Data for review:
-------

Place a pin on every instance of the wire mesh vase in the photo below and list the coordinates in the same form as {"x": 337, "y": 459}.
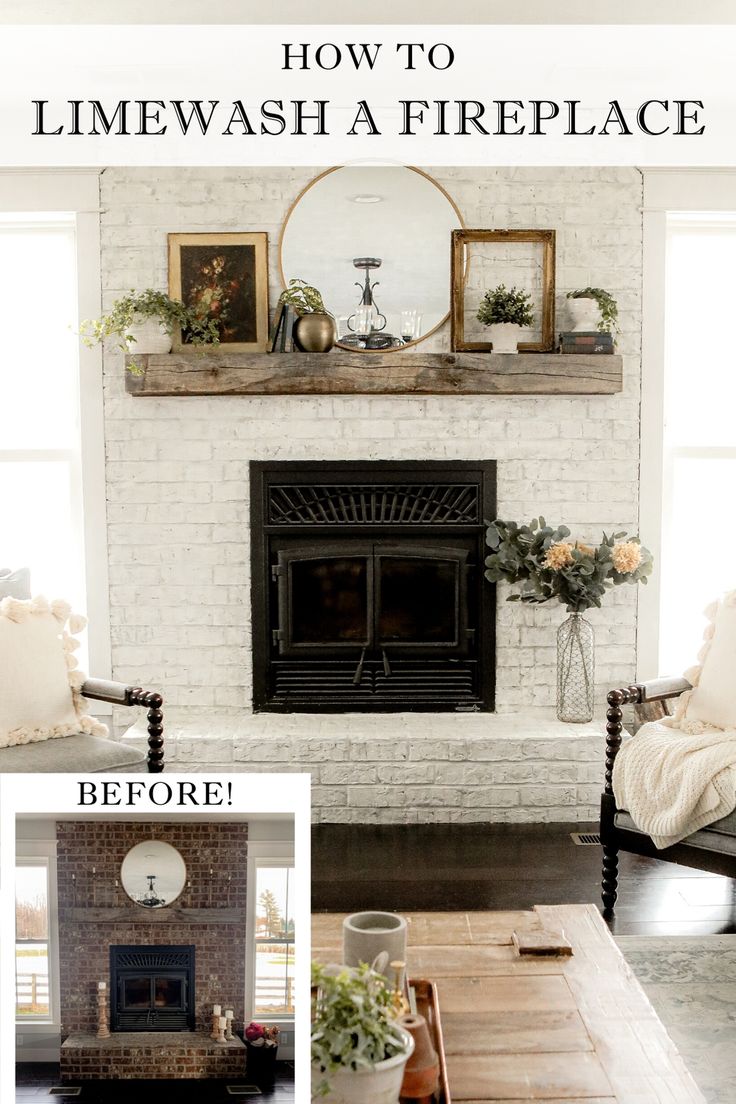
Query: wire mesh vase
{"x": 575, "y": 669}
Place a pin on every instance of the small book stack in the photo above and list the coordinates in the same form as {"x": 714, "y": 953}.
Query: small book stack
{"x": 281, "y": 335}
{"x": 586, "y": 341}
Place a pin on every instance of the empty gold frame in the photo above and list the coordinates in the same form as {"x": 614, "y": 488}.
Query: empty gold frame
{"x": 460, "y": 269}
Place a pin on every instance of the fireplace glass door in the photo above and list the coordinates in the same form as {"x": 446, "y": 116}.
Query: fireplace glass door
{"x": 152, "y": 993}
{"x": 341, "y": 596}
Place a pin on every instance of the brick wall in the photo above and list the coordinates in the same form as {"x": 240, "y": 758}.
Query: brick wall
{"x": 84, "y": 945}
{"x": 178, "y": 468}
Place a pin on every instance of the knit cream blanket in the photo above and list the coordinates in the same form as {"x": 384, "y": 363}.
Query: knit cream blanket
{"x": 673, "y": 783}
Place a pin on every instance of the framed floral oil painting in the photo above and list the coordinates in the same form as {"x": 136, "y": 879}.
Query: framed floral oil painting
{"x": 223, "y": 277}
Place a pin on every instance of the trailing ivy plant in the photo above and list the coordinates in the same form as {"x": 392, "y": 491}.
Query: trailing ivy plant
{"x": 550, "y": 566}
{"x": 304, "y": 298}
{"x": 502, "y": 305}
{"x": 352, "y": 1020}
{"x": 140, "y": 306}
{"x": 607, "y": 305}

-------

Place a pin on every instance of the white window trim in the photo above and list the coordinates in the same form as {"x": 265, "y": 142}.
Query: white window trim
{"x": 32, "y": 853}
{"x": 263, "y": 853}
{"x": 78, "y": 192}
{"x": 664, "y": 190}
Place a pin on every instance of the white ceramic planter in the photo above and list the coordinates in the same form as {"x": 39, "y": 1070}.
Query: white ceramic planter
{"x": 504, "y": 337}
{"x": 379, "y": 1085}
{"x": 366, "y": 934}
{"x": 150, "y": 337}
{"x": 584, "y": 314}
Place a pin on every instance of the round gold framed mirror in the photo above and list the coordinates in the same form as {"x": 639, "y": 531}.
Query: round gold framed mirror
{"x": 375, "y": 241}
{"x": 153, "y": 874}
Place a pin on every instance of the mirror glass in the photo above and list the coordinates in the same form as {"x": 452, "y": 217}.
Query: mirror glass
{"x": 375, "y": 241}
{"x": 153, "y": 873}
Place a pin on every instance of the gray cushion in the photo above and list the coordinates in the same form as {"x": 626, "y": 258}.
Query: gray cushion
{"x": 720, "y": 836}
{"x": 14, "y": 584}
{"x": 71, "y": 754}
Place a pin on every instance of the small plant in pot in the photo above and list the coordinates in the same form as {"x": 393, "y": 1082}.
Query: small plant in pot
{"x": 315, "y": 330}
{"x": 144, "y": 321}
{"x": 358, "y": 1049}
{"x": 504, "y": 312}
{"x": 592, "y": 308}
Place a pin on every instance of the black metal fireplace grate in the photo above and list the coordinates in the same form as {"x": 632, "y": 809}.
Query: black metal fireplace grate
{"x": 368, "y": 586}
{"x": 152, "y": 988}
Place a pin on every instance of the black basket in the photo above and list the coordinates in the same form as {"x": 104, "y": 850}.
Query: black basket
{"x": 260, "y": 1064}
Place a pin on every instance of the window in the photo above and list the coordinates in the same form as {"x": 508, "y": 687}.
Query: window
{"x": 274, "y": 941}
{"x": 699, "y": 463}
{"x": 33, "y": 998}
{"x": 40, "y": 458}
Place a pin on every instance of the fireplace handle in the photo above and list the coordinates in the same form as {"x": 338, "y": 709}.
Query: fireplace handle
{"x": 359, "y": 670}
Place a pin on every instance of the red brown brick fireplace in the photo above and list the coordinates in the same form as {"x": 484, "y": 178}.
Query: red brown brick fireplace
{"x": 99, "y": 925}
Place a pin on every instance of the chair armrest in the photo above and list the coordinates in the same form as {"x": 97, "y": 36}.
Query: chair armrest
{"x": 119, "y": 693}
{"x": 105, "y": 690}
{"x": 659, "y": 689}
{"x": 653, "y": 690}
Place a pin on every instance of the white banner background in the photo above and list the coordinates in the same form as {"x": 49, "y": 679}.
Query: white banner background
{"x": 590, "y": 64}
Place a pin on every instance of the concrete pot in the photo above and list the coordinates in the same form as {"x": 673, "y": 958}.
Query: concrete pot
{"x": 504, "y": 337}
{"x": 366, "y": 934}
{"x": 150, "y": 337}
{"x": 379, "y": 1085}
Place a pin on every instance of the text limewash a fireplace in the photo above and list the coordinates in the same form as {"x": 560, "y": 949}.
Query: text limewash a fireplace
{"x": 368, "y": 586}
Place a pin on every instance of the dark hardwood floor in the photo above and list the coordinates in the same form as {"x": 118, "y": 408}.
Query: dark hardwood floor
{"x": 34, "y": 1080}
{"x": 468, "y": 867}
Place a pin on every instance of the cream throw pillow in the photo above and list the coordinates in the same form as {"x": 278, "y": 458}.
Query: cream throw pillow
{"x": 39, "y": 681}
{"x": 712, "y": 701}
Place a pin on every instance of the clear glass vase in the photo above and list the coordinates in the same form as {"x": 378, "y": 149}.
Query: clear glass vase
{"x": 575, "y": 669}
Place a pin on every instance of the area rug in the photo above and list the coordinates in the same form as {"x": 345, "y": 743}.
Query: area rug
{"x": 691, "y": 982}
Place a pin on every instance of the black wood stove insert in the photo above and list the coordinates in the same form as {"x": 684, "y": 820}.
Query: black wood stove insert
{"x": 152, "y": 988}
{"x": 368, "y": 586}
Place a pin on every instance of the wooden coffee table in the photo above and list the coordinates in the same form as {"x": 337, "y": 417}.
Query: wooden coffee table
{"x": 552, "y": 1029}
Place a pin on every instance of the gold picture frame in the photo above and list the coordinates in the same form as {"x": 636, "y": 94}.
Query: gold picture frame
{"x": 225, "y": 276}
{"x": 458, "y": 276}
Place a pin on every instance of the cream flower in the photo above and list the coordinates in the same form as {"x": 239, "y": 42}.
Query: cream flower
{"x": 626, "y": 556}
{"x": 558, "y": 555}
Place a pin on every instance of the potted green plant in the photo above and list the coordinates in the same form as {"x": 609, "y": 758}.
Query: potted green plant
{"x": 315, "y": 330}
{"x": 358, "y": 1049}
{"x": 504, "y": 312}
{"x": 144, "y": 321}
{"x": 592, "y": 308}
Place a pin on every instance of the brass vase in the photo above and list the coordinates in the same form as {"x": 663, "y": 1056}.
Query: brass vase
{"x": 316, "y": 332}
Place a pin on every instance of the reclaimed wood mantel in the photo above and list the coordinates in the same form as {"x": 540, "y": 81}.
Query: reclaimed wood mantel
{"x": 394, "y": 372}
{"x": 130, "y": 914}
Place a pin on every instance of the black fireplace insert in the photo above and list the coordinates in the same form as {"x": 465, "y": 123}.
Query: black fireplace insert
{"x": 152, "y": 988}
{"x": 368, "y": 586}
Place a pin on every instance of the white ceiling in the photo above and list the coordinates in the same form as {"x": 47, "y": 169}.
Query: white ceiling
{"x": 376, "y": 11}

-------

Goal of the exercise:
Word for word, restate the lines of the data above that fall between the line holding "Query: white window trim" and the line holding "Place a pin on every instance of the black metal", inclusive, and no other lines.

Result of the exercise:
Query: white window trim
{"x": 32, "y": 853}
{"x": 263, "y": 853}
{"x": 78, "y": 192}
{"x": 664, "y": 190}
Place a pin on every instance of the white ceramic planter in the photo above and list the coordinates in the same form as {"x": 39, "y": 1070}.
Query: white ceramic planter
{"x": 504, "y": 337}
{"x": 379, "y": 1085}
{"x": 366, "y": 934}
{"x": 150, "y": 337}
{"x": 584, "y": 314}
Place a pin on every instance of the round gold framed mirror in the photo above and list the coordinates in the same form as {"x": 639, "y": 531}.
Query: round gold framed mirror
{"x": 375, "y": 241}
{"x": 153, "y": 874}
Place a pin on every instance of the mirror glass in the photo above and list the coordinates in the same form as {"x": 452, "y": 217}.
Query: mirror glass
{"x": 375, "y": 241}
{"x": 153, "y": 873}
Place a pin on every instance of the gray cushion in the photo above and list the coordinates in the same form as {"x": 626, "y": 258}.
Query: gray cushion
{"x": 720, "y": 836}
{"x": 14, "y": 584}
{"x": 71, "y": 754}
Place a pin on every instance of the small plant in pot in the photo above and list the coordinates in the same form as {"x": 393, "y": 1082}.
Query: small plant in pot
{"x": 315, "y": 330}
{"x": 144, "y": 321}
{"x": 358, "y": 1049}
{"x": 504, "y": 312}
{"x": 592, "y": 308}
Place a pin on every instance of the black metal fireplace grate in the photo above and list the coordinates in the same form as {"x": 632, "y": 809}.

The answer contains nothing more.